-- start of Supplied passage --
12 August 2019 Issue 821
Global Market Commentary
- United States: The Sino-US trade war has escalated. US President Trump announced that it will impose a 10% tariff on 300 billion worth Chinese goods from September 1. Over the week, the Dow fell by 0.75 percent to 26,287.44. The S&P 500 index fell by 0.46 percent to 2,918.65. The Nasdaq fell by 0.56% to 7,959.14.
- Europe: The market worried about the global economic prospect as there are lots of uncertainties, including political uncertainty in Italy, the Sino-US trade war uncertainty, and the risk of the no-deal Brexit. For the whole week, the UK’s FTSE 100 index fell by 2.07%, the German DAX index fell by 1.50%, and the French CAC40 index fell by 0.58%. The STOXX 600 index fell by 1.74% for the week to 371.56 points.
- Asia: The Sino-US trade war has escalated. US President Trump announced that it will impose a 10% tariff on 300 billion Chinese goods from September 1. China has also announced that it will stop buying US agricultural products. Over the week, the Nikkei 225 index fell by 1.91% to 20,684.82 points. The MSCI Asia Pacific Index fell by 2.14% to 152.26 points.
- United States: The Sino-US trade war has escalated. The market is worried that the Sino-US trade war will affect the global economy, causing capital flows into the bond market. For the whole week, the yield on the US 10-year government bond fell by 10 basis points to 1.745%.
- Eurozone: The Sino-US trade war has escalated. The market is worried that the Sino-US trade war will hit the global economy, causing capital flows into the bond market. For the whole week, the German 10-year bond yield fell by 8 basis points to -0.578%.
- Oil Price: Investors are worried that the Sino-US trade war will affect the market demand for crude oil, and the US crude oil inventories increased by 2.4 million barrels, more than market expectations. Over the week, New York oil futures fell by 2.08%, to close at $54.50 a barrel.
- United States: China’s yuan fell below the politically sensitive level of seven to the U.S. dollar. Trump once again criticized the Fed’s decision to raise interest rates last year. For the whole week, the Dollar Index fell by 0.594% to 97.491.
- China: China’s yuan fell below the politically sensitive level of seven to the U.S. dollar. The United States subsequently announced that it officially listed China as a currency manipulator. For the whole week, the yuan fell by 1.702% against the US dollar at 7.058.
- United States: Trump said the US will not have business with Huawei. Later, Fox News reporters said in a tweet that Trump only prohibited federal agencies from purchasing Huawei products.
- United States: The White House economic adviser Kudlow said that the United States still expects Chinese negotiators will travel to the United States for economic and trade consultations in September. He also claimed that the US will “carefully observe” whether China has taken action to stop the depreciation of the renminbi.
- United States: The IMF released a report on Friday that if the US raises the tariff rate on the remaining Chinese exports from 10% to 25%, it may drag China’s economic growth rate by 0.8 percentage points in the next year.
- Eurozone: Italian Deputy Prime Minister Salvini said that the government led by Prime Minister Conte no longer has majority support and needs to hold a general election in advance.
-- end of Supplied passage --
-- start of Stored rows --
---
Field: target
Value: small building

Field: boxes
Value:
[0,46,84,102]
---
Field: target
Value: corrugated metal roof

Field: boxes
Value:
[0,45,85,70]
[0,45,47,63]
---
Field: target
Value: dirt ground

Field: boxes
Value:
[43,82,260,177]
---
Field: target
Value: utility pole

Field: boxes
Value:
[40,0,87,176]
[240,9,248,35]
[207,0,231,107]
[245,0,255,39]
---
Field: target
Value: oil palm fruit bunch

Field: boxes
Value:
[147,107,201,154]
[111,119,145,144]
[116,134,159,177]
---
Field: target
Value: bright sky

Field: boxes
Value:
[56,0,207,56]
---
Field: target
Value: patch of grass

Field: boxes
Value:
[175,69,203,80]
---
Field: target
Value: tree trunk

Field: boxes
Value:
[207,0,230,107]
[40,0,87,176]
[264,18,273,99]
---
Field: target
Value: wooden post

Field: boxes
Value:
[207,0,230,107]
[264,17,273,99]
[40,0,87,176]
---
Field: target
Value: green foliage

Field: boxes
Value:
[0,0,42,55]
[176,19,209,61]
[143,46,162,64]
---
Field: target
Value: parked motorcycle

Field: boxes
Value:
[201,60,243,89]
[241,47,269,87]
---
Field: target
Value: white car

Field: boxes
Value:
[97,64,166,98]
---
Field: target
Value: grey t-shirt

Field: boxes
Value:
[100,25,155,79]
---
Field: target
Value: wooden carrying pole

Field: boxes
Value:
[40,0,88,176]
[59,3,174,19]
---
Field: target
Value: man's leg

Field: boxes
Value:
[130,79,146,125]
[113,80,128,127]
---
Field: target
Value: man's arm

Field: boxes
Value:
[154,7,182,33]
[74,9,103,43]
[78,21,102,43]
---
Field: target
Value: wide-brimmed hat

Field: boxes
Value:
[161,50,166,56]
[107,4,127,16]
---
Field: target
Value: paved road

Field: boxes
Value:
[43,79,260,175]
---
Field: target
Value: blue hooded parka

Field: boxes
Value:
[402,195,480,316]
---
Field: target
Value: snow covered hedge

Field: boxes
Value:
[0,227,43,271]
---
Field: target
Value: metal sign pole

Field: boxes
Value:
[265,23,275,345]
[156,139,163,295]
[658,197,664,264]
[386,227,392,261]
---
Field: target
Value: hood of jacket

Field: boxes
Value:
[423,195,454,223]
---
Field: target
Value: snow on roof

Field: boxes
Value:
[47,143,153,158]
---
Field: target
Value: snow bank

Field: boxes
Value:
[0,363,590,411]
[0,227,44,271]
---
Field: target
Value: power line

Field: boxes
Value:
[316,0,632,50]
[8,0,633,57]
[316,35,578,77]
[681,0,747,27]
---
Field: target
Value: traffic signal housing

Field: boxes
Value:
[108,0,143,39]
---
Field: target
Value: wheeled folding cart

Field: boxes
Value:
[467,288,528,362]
-- end of Stored rows --
- **Tasks to perform**:
(a) Rewrite the market commentary's paragraph that begins "Europe: The market worried" as a short bulleted list that keeps its main facts.
(b) Write what comes next in the market commentary, picking up after its final sentence.

- **Answers below**:
(a)
- Worries about the global economic outlook grew amid several uncertainties: political uncertainty in Italy, the Sino-US trade war, and the risk of a no-deal Brexit.
- Weekly index moves:
  - UK FTSE 100: down 2.07%
  - German DAX: down 1.50%
  - French CAC40: down 0.58%
  - STOXX 600: down 1.74%, to 371.56 points

(b)
- Eurozone: The British minister, Michael Gove, who is responsible for planning Brexit, accused the EU of inaction in trying to reach a new agreement, which further deepening the diplomatic deadlock between the two sides.
- Eurozone: Italian Deputy Prime Minister Salvini said that if the promised investment and tax cuts are to be realized, the Italian government will not be able to keep the budget deficit below 2%.
- Japan: Japan’s Cabinet Office announced that after seasonal adjustments, Japan’s real GDP growth in the second quarter of this year slowed to 0.4% from 0.7% in the previous quarter, but it is still better than the market expectations of a 0.1% increase.
- Japan: Jibun Bank/Markit data showed that after the seasonal adjustment, Japan’s Service Purchasing Managers Index (PMI) unexpectedly fell to 51.8 in July from 51.9 in June, lower than the market expectation of 52.3.
- India: Statistics from the Indian Bureau of Statistics show that India’s industrial production index (IIP) slowed from 4.6% in May to 2% in June, but it is still higher than market expectations of a 1.5% increase.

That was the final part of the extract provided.